- [Records for this exercise]

################

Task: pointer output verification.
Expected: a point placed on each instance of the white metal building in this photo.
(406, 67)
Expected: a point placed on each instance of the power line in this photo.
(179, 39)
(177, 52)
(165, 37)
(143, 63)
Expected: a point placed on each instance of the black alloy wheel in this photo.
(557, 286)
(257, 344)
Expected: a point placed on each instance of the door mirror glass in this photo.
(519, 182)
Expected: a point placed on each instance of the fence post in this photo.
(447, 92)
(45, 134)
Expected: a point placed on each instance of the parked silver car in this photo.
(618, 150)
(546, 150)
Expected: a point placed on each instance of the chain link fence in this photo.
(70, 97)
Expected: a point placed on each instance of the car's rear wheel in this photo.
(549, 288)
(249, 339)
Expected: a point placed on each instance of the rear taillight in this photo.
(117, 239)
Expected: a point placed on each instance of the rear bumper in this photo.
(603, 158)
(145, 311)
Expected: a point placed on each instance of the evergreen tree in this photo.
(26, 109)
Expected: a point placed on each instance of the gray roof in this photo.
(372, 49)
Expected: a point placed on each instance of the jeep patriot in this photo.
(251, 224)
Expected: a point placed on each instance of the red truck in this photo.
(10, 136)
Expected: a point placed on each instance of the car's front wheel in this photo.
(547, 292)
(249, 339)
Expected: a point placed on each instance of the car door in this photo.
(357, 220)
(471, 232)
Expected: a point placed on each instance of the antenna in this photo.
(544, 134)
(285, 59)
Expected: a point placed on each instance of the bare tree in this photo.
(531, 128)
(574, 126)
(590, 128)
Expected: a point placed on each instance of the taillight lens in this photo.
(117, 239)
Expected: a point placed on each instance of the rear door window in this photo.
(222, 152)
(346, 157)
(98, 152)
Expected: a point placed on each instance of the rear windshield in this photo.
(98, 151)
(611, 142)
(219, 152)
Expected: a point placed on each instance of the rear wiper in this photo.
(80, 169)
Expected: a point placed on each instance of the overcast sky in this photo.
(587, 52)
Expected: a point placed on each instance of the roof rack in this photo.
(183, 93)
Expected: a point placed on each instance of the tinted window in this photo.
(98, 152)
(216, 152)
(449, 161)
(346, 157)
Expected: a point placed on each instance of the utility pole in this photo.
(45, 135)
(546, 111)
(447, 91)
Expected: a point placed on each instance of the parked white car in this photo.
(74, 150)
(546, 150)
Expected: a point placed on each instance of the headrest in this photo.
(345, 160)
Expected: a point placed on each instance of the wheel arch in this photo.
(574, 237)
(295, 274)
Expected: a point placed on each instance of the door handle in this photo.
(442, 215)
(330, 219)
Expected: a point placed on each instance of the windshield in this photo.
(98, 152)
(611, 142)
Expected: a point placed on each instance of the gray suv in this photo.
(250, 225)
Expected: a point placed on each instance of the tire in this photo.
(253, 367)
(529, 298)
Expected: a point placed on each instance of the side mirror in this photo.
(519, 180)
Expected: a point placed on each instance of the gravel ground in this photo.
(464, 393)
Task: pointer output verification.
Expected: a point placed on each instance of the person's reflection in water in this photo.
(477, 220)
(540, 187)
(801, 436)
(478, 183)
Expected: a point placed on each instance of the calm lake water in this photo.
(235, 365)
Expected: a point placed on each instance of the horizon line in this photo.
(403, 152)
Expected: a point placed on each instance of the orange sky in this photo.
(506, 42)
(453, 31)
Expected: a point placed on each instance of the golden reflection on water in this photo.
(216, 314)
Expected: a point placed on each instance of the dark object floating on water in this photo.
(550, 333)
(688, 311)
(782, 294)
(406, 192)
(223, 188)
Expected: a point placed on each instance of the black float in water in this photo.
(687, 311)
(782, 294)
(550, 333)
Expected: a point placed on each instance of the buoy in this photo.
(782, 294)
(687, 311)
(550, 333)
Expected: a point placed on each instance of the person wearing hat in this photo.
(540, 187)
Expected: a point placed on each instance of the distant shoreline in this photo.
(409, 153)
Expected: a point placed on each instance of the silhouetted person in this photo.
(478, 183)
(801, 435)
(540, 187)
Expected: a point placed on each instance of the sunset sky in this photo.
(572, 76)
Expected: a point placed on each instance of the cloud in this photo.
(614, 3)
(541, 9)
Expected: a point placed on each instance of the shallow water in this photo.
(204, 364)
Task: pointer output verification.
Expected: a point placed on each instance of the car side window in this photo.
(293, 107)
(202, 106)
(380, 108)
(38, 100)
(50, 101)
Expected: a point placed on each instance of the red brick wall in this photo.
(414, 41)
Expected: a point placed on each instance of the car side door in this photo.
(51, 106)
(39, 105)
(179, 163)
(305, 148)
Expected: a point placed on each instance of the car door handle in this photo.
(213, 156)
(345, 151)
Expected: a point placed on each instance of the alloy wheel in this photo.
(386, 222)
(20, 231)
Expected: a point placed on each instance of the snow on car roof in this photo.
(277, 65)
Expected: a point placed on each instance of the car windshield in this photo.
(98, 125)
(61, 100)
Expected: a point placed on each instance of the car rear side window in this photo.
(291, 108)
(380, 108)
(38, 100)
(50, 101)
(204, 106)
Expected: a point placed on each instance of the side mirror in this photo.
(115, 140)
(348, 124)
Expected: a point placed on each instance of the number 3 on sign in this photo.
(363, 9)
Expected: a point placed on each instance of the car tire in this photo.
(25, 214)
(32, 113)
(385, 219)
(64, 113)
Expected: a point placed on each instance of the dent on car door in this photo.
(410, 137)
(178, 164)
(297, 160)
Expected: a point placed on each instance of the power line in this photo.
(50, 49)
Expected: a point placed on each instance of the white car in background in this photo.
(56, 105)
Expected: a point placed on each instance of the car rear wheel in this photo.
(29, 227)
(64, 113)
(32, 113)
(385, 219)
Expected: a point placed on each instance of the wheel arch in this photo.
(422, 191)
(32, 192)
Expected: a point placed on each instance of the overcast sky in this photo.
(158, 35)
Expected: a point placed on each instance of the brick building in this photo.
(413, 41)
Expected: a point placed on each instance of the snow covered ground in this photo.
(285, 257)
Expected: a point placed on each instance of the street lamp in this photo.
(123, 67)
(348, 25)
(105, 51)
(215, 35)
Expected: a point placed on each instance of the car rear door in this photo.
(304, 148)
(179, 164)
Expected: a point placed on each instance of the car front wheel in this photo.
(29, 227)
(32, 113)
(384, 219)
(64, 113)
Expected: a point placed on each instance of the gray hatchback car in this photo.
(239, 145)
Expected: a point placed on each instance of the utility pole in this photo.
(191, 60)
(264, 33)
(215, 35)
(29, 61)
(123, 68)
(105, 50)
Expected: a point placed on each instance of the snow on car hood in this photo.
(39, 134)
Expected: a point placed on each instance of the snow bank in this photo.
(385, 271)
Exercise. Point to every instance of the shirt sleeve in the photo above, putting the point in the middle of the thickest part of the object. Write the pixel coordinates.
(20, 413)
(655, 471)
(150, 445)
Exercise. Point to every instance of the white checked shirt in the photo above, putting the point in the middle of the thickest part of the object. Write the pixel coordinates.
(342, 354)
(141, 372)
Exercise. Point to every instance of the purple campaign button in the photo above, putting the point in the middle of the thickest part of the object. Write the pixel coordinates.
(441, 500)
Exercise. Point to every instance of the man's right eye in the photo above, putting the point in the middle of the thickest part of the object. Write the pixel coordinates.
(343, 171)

################

- [Exercise objective] Convert every line of the items above into a Markdown table with two columns, Row for a running number and Line for the text itself, omitting any blank lines.

- [Answer to this problem]
| Row | Line |
|---|---|
| 1 | Task: pointer output verification. |
| 2 | Expected: a point placed on each instance of the white metal building in this photo. |
| 3 | (406, 67) |
| 4 | Expected: a point placed on each instance of the power line in this photo. |
| 5 | (179, 39) |
| 6 | (177, 52) |
| 7 | (165, 37) |
| 8 | (143, 63) |
| 9 | Expected: a point placed on each instance of the black alloy wheel in this photo. |
| 10 | (557, 286) |
| 11 | (257, 344) |
| 12 | Expected: a point placed on each instance of the door mirror glass in this photo. |
| 13 | (519, 182) |
| 14 | Expected: a point placed on each instance of the fence post in this photo. |
| 15 | (447, 92) |
| 16 | (45, 134) |
| 17 | Expected: a point placed on each instance of the parked silver car in this photo. |
| 18 | (618, 150) |
| 19 | (546, 150) |
| 20 | Expected: a point placed on each instance of the chain link fence in this photo. |
| 21 | (70, 97) |
| 22 | Expected: a point placed on each instance of the car's rear wheel in this photo. |
| 23 | (549, 288) |
| 24 | (249, 339) |
| 25 | Expected: a point placed on each instance of the rear taillight in this photo. |
| 26 | (117, 239) |
| 27 | Expected: a point placed on each instance of the rear bumper in this photo. |
| 28 | (603, 158) |
| 29 | (145, 311) |
| 30 | Expected: a point placed on each instance of the evergreen tree in this photo. |
| 31 | (26, 109) |
| 32 | Expected: a point placed on each instance of the gray roof in this photo. |
| 33 | (372, 49) |
| 34 | Expected: a point placed on each instance of the jeep patriot in this photo. |
| 35 | (251, 224) |
| 36 | Expected: a point placed on each instance of the red truck in this photo. |
| 37 | (10, 136) |
| 38 | Expected: a point placed on each instance of the car's front wheel in this photo. |
| 39 | (547, 292) |
| 40 | (249, 339) |
| 41 | Expected: a point placed on each instance of the car door in this photo. |
| 42 | (357, 220) |
| 43 | (471, 232) |
| 44 | Expected: a point placed on each instance of the antenna in this photo. |
| 45 | (544, 134) |
| 46 | (285, 59) |
| 47 | Expected: a point placed on each instance of the bare tree in this photo. |
| 48 | (531, 128) |
| 49 | (574, 126) |
| 50 | (590, 128) |
| 51 | Expected: a point placed on each instance of the taillight lens in this photo. |
| 52 | (117, 239) |
| 53 | Expected: a point placed on each instance of the rear door window in this photo. |
| 54 | (222, 152) |
| 55 | (346, 157) |
| 56 | (98, 152) |
| 57 | Expected: a point placed on each instance of the rear windshield in this photo. |
| 58 | (98, 151) |
| 59 | (611, 142) |
| 60 | (219, 152) |
| 61 | Expected: a point placed on each instance of the rear wiper in this photo. |
| 62 | (80, 169) |
| 63 | Expected: a point placed on each instance of the overcast sky in this photo. |
| 64 | (587, 52) |
| 65 | Expected: a point placed on each instance of the roof rack in this photo. |
| 66 | (183, 93) |
| 67 | Expected: a point placed on each instance of the tinted window in this photo. |
| 68 | (98, 152) |
| 69 | (216, 152) |
| 70 | (449, 161) |
| 71 | (346, 157) |
| 72 | Expected: a point placed on each instance of the utility pole in this photo. |
| 73 | (45, 135) |
| 74 | (546, 111) |
| 75 | (447, 91) |
| 76 | Expected: a point placed on each instance of the parked white car in this photo. |
| 77 | (74, 150) |
| 78 | (546, 150) |
| 79 | Expected: a point placed on each instance of the headrest in this photo. |
| 80 | (345, 160) |
| 81 | Expected: a point placed on each instance of the wheel arch in this photo. |
| 82 | (574, 237) |
| 83 | (295, 274) |
| 84 | Expected: a point placed on each instance of the door handle in this photo. |
| 85 | (442, 215) |
| 86 | (330, 219) |
| 87 | Expected: a point placed on each instance of the windshield in this photo. |
| 88 | (98, 152) |
| 89 | (611, 142) |
| 90 | Expected: a point placed on each instance of the gray suv in this photo. |
| 91 | (250, 225) |
| 92 | Expected: a point placed on each instance of the tire in this photo. |
| 93 | (253, 367) |
| 94 | (529, 298) |
| 95 | Expected: a point placed on each instance of the side mirror in this photo. |
| 96 | (519, 180) |
| 97 | Expected: a point placed on each instance of the gravel ground in this photo. |
| 98 | (464, 393) |
| 99 | Task: pointer output verification. |
| 100 | Expected: a point placed on each instance of the person's reflection in water in this photo. |
| 101 | (477, 220) |
| 102 | (540, 187) |
| 103 | (801, 436) |
| 104 | (478, 183) |
| 105 | Expected: a point placed on each instance of the calm lake water in this photo. |
| 106 | (235, 365) |
| 107 | Expected: a point placed on each instance of the horizon line in this photo. |
| 108 | (403, 152) |
| 109 | Expected: a point placed on each instance of the orange sky in this photo. |
| 110 | (506, 42) |
| 111 | (453, 31) |
| 112 | Expected: a point placed on each instance of the golden reflection on water in this photo. |
| 113 | (216, 314) |
| 114 | Expected: a point placed on each instance of the dark object floating on water in this photo. |
| 115 | (550, 333) |
| 116 | (688, 311) |
| 117 | (782, 294) |
| 118 | (406, 192) |
| 119 | (223, 188) |
| 120 | Expected: a point placed on each instance of the black float in water in this photo. |
| 121 | (687, 311) |
| 122 | (782, 294) |
| 123 | (550, 333) |
| 124 | Expected: a point placed on each instance of the buoy in this photo. |
| 125 | (782, 294) |
| 126 | (687, 311) |
| 127 | (550, 333) |
| 128 | Expected: a point placed on each instance of the person wearing hat in this photo. |
| 129 | (540, 187) |
| 130 | Expected: a point placed on each instance of the distant shoreline in this photo. |
| 131 | (409, 153) |
| 132 | Expected: a point placed on each instance of the silhouetted person in this photo. |
| 133 | (478, 183) |
| 134 | (801, 435) |
| 135 | (540, 187) |
| 136 | Expected: a point placed on each instance of the sunset sky in this photo. |
| 137 | (572, 76) |
| 138 | Expected: a point placed on each instance of the cloud in this photo. |
| 139 | (614, 3) |
| 140 | (541, 9) |
| 141 | Expected: a point placed on each instance of the shallow water in this photo. |
| 142 | (204, 364) |
| 143 | Task: pointer output verification. |
| 144 | Expected: a point placed on each instance of the car side window in this photo. |
| 145 | (293, 107) |
| 146 | (202, 106) |
| 147 | (380, 108) |
| 148 | (38, 100) |
| 149 | (50, 101) |
| 150 | Expected: a point placed on each instance of the red brick wall in this photo. |
| 151 | (414, 41) |
| 152 | Expected: a point placed on each instance of the car side door in this photo. |
| 153 | (51, 106) |
| 154 | (39, 105) |
| 155 | (179, 163) |
| 156 | (305, 148) |
| 157 | Expected: a point placed on each instance of the car door handle in this photo. |
| 158 | (213, 156) |
| 159 | (345, 151) |
| 160 | Expected: a point placed on each instance of the alloy wheel in this photo. |
| 161 | (386, 222) |
| 162 | (20, 231) |
| 163 | Expected: a point placed on each instance of the snow on car roof in this photo. |
| 164 | (277, 65) |
| 165 | Expected: a point placed on each instance of the car windshield in this photo. |
| 166 | (98, 125) |
| 167 | (61, 100) |
| 168 | Expected: a point placed on each instance of the car rear side window in this photo. |
| 169 | (291, 108) |
| 170 | (380, 108) |
| 171 | (38, 100) |
| 172 | (50, 101) |
| 173 | (204, 106) |
| 174 | Expected: a point placed on each instance of the side mirror in this photo. |
| 175 | (115, 140) |
| 176 | (348, 124) |
| 177 | Expected: a point placed on each instance of the number 3 on sign in this photo. |
| 178 | (363, 9) |
| 179 | Expected: a point placed on each instance of the car tire in this photo. |
| 180 | (25, 214) |
| 181 | (32, 113) |
| 182 | (385, 219) |
| 183 | (64, 113) |
| 184 | Expected: a point placed on each instance of the dent on car door in this photo. |
| 185 | (410, 137) |
| 186 | (178, 164) |
| 187 | (297, 160) |
| 188 | Expected: a point placed on each instance of the power line in this photo. |
| 189 | (50, 49) |
| 190 | Expected: a point placed on each instance of the white car in background in this photo. |
| 191 | (56, 105) |
| 192 | Expected: a point placed on each instance of the car rear wheel in this photo. |
| 193 | (29, 227) |
| 194 | (64, 113) |
| 195 | (32, 113) |
| 196 | (385, 219) |
| 197 | Expected: a point placed on each instance of the wheel arch in this photo. |
| 198 | (422, 191) |
| 199 | (32, 192) |
| 200 | Expected: a point placed on each instance of the overcast sky in this photo. |
| 201 | (158, 35) |
| 202 | Expected: a point placed on each instance of the brick building in this photo. |
| 203 | (413, 41) |
| 204 | Expected: a point placed on each instance of the snow covered ground in this photo. |
| 205 | (285, 257) |
| 206 | Expected: a point placed on each instance of the street lamp in this photo. |
| 207 | (123, 67) |
| 208 | (348, 25) |
| 209 | (105, 51) |
| 210 | (215, 35) |
| 211 | Expected: a point placed on each instance of the car rear door in this photo. |
| 212 | (304, 148) |
| 213 | (179, 164) |
| 214 | Expected: a point placed on each instance of the car front wheel in this photo. |
| 215 | (29, 227) |
| 216 | (32, 113) |
| 217 | (384, 219) |
| 218 | (64, 113) |
| 219 | Expected: a point placed on each instance of the gray hatchback car in this photo. |
| 220 | (239, 145) |
| 221 | Expected: a point placed on each instance of the utility pole in this photo. |
| 222 | (191, 60) |
| 223 | (264, 33) |
| 224 | (215, 35) |
| 225 | (29, 61) |
| 226 | (123, 68) |
| 227 | (105, 50) |
| 228 | Expected: a point placed on each instance of the snow on car hood in this photo. |
| 229 | (39, 134) |
| 230 | Expected: a point placed on each instance of the snow bank in this photo. |
| 231 | (385, 271) |
| 232 | Exercise. Point to every instance of the shirt sleeve in the photo above, putting the point in the middle of the thickest part of the object. Write the pixel coordinates. |
| 233 | (20, 413) |
| 234 | (655, 471) |
| 235 | (150, 445) |
| 236 | Exercise. Point to every instance of the white checked shirt in the photo above, putting the point in the middle of the thickest part of the object. Write the pixel coordinates. |
| 237 | (342, 354) |
| 238 | (141, 372) |
| 239 | Exercise. Point to every instance of the purple campaign button in the photo above, putting the point in the middle of the thickest part of the object. Write the pixel coordinates. |
| 240 | (441, 500) |
| 241 | Exercise. Point to every instance of the man's right eye in the photo above, putting the point in the middle of the thickest part of the object. Write the pixel coordinates. |
| 242 | (343, 171) |